*** Opening Data for the task ***

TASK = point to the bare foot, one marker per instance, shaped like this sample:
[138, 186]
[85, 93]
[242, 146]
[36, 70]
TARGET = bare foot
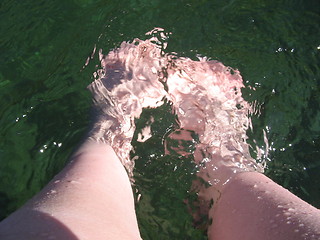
[207, 99]
[127, 82]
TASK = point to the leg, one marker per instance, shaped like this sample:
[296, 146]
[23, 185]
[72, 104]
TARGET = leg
[90, 199]
[252, 206]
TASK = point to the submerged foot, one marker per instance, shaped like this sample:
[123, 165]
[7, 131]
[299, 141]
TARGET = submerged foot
[127, 83]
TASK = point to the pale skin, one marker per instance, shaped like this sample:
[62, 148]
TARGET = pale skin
[91, 198]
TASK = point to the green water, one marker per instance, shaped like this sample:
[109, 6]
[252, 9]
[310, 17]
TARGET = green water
[44, 103]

*** Closing Data for the task ***

Exercise objective -
Without the pictures, repeat all the records word for word.

Result -
TASK = point to the bare foot, one marker per instance, shaped like this sample:
[138, 186]
[85, 93]
[242, 146]
[36, 70]
TARGET = bare foot
[207, 99]
[127, 82]
TASK = point to the leg, one marker per instance, shaped like this sample:
[296, 146]
[23, 185]
[72, 104]
TARGET = leg
[90, 199]
[252, 206]
TASK = point to the submerged foot, one marker per instance, shaped like this sample:
[123, 165]
[7, 131]
[299, 141]
TARGET = submerged foot
[127, 83]
TASK = point to the pale skin, one marker per instance, shaped like this sample:
[62, 148]
TARGET = pale skin
[91, 198]
TASK = point to the green water, one marker per instance, shaped like this sample:
[109, 6]
[252, 9]
[310, 17]
TARGET = green water
[44, 103]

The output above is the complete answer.